**TEXT EXCERPT:**

Segment Open

Kite Pharma Inc. has moved to exclusively license two programs from an immunomodulatory technology developed by privately held Alpine Immune Sciences Inc. (AIS) as part of a new R&D agreement that includes $5 million up front and additional research funds. Together, the partners will leverage the technology to better engineer Kite's next-generation chimeric antigen receptor (CAR) and T-cell receptor (TCR) candidates.

Under the terms of the collaboration, in addition to the up-front and R&D funding, AIS is eligible to receive milestone payments based on successful achievement of pre-specified research, clinical and regulatory milestones totaling $530 million plus low single-digit royalty payments on potential product sales. Kite gains an exclusive, worldwide license to research, develop and commercialize engineered autologous T-cell therapies incorporating two programs coming from the AIS platform.

The deal brings the first outside money into Seattle-based AIS since a $1.3 million seed round and later $1.3 million top-up by Seattle's Alpine Bioventures, a venture capital firm created by former Dendreon Corp. CEO Mitchell Gold and biotech stock researcher David Miller in 2013.

Biotech investor and executive Jay Venkatesan joined Gold and Miller in July as a managing partner of Alpine Bioventures to lead the creation of new companies and now serves as AIS' CEO. Gold is AIS' executive chairman.

Segment Closed

**WORK TASK 1:**
In the text about Kite Pharma's licensing deal with Alpine Immune Sciences, what is Jay Venkatesan's current role at AIS?
**WORK TASK 2:**
Pick up the text about Kite Pharma's licensing deal with Alpine Immune Sciences after its final sentence and continue it.

**MATERIAL SHOWN:**
Segment Open

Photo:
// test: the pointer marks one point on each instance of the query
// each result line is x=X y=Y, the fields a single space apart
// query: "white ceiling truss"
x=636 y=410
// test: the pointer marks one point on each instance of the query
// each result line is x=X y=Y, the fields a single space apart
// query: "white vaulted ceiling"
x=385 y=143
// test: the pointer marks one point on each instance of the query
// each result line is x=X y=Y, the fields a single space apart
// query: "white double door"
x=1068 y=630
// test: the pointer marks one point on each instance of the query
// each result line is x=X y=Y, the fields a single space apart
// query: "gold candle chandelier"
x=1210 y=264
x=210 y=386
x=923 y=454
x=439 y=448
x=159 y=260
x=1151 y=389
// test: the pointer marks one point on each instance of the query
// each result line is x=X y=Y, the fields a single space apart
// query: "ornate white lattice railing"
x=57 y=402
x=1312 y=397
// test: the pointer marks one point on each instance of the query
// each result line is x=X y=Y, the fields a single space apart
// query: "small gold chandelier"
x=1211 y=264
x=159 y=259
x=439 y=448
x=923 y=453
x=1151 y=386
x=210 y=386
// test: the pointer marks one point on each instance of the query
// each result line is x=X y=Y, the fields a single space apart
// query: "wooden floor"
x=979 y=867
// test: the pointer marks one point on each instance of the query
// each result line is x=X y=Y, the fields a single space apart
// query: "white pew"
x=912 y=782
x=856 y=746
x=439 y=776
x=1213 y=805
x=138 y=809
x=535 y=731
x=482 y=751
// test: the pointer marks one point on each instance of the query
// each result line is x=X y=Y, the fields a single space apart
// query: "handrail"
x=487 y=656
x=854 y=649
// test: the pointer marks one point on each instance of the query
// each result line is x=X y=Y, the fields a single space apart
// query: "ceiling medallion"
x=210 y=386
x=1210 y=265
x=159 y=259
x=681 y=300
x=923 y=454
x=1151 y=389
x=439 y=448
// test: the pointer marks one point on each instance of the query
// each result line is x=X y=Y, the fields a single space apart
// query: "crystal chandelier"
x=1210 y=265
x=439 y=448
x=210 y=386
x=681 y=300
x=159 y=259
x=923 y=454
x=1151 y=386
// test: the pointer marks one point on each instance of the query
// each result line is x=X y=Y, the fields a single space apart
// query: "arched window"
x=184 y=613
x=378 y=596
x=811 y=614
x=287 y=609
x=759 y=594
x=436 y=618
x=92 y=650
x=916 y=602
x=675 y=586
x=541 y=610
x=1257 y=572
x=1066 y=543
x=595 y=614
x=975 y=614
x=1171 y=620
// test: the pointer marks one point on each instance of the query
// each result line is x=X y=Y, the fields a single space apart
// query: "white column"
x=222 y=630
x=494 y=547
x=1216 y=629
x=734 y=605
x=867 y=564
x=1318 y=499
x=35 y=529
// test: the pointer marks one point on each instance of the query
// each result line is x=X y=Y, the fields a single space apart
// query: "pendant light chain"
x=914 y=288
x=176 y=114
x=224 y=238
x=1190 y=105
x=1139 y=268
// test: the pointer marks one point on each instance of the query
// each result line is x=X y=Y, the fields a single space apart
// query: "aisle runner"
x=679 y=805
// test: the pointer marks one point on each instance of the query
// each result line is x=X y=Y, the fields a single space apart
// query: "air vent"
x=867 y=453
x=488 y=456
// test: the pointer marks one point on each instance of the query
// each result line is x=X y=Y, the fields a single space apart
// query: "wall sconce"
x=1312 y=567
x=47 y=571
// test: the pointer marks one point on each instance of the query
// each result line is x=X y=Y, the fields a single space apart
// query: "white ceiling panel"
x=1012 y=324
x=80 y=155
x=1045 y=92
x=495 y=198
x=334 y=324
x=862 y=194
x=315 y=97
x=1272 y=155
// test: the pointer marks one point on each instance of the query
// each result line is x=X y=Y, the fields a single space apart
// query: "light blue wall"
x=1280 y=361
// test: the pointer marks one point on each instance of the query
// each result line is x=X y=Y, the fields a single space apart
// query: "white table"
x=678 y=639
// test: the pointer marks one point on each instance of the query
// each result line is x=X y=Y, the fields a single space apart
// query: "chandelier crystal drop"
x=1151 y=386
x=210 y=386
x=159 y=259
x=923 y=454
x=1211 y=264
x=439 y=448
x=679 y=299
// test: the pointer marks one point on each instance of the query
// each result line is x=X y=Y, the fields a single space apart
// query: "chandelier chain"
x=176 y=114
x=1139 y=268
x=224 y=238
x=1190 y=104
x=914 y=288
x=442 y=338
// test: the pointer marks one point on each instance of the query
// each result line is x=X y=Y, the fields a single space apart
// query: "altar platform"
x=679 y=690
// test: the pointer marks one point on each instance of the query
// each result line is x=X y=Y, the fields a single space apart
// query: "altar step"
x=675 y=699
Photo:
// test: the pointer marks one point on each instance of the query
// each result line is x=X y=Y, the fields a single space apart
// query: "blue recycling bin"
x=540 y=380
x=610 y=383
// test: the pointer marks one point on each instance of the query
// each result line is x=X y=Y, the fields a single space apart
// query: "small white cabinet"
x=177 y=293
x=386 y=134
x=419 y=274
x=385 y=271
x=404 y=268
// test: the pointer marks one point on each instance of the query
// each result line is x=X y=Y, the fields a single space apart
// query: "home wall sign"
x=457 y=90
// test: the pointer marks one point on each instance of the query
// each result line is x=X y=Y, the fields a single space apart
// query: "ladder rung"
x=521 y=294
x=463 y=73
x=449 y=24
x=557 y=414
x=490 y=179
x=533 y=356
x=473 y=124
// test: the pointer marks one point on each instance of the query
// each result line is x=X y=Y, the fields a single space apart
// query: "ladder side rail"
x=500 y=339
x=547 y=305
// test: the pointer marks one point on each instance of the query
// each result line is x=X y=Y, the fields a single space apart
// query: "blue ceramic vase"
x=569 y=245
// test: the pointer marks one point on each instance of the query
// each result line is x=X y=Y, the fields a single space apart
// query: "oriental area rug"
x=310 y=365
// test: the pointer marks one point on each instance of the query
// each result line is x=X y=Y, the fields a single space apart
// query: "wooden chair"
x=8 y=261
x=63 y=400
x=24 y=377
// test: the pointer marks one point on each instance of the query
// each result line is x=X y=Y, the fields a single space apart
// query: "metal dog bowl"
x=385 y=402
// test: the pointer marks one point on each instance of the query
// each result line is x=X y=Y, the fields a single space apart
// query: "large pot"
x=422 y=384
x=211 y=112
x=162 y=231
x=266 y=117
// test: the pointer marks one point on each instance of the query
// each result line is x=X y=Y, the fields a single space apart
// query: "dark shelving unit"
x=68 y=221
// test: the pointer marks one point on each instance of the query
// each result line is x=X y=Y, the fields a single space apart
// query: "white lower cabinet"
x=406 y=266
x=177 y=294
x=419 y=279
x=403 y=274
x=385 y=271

Segment Closed

**EXPECTED OUTPUT 1:**
He serves as AIS' CEO.

**EXPECTED OUTPUT 2:**
The science behind AIS, Gold told BioWorld Today, was developed by a group of scientists who once worked at Amgen Inc.'s now-shuttered Seattle campus. "The goal was to create a totally new approach to manipulating the immune system through the immune synapse — the point at which a T-cell and an antigen-presenting cell interact or a T cell and a tumor cell interact," he said.

The result is AIS' variant immunoglobulin domain platform, or vlgD, which is based on proteins native to the immune synapse, re-engineered to engage multiple targets simultaneously. The injectable, soluble proteins can be designed to treat cancer, autoimmune conditions or infectious diseases.

Kite is leveraging an outgrowth of the vlgD technology that AIS calls TIP, short for transmembrane immunomodulatory protein. The primary difference is vlgDs are standalone drugs while TIPs are engineered to become part of engineered cellular therapies to potentially increase specificity, persistence and efficacy. Early data from the TIP program suggest it might be particularly effective in hematologic cancers, AIS said.

By expressing one of the two TIPs that they licensed from AIS on the surface of its TCR or CAR-T cell therapies, Kite hopes to improve the therapies' efficacy by overcoming immunosuppression in the tumor microenvironment.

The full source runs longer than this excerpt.